***** Excerpt provided
If you are using Cometic gaskets; they are better than O-rings anyway, and I am a guy who loves 0-rings. I know of guys running 14 to 1 and a bunch of nitrous with Cometics.
If you get bored with that 540 send it down to California and I will see what it will do in a 2000 lbs. drag car.......free of charge!!





I also know that it will be 4th gear before I get any traction with street tires. I was able to take it slowly to the top end of 3rd gear before and punch it just before red line and have the tires disintergrate. It can bet scary. I already bought the 3.55 gears and will run them. I have tried 308, 355, 373, 411 and 456 in the mustang and found the 355 the best for it. I want to try them in my vet.
I did find that the 411's with my old blower motor were all wrong. I couldn't use 1st gear and often took off in 3rd.
If I don't like the 3.55 I can go back to the 308's
I am running Fel pro composite gaskets in the 540, that is until I have a problem
I used to start out in 2nd gear with my L48 topped with L98 injection all the time....336 and Muncie....
Norval on the other hand starts out in 3rd, and goes sideways....
uhh....may I suggest a 2.47 rear and a powerslide???
take off the converter and use a clutch to make your feel at home....





I used to start out in 2nd gear with my L48 topped with L98 injection all the time....336 and Muncie....
Norval on the other hand starts out in 3rd, and goes sideways....
uhh....may I suggest a 2.47 rear and a powerslide???
take off the converter and use a clutch to make your feel at home....





Maybe I have been lucky, but other than a little weeping I have had no issues with the O-rings and I feel good about running them with the amount of nitrous I am spraying. The next motor will have 13.5 to 1 and see a 500 shot. I already have that block O-ringed.
**********
***** Provided records
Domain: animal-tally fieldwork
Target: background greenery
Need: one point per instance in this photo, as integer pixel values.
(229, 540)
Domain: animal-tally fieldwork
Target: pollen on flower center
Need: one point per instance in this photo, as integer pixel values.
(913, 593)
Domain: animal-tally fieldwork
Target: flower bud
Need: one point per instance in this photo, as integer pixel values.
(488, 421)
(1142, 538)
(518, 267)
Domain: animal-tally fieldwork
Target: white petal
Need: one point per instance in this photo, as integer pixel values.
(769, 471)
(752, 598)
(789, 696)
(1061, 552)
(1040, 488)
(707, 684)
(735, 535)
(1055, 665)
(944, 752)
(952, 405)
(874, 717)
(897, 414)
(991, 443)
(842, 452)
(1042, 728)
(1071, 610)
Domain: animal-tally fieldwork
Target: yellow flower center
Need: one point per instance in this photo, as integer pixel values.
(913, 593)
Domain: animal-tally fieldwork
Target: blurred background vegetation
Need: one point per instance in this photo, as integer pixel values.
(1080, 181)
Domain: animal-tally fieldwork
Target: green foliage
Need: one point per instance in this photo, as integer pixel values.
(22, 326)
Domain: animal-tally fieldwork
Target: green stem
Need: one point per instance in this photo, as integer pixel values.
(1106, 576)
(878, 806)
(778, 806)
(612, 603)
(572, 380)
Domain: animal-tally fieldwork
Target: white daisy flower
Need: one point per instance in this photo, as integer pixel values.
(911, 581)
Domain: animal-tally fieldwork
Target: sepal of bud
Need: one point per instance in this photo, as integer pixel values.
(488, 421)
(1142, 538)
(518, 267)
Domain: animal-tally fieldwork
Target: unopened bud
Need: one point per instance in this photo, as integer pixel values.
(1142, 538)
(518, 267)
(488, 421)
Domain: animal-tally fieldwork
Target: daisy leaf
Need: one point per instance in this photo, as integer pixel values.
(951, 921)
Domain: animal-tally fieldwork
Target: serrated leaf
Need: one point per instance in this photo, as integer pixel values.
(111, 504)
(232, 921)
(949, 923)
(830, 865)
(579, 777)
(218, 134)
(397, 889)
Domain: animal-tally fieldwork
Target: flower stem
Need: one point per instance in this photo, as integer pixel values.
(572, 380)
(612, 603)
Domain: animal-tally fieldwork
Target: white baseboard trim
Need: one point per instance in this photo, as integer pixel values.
**********
> [Task brief] Translate this sentence from the discussion of gaskets and gear ratios into Spanish: "I already bought the 3.55 gears and will run them."

> [Exercise output] Ya compré los engranajes 3.55 y los voy a usar.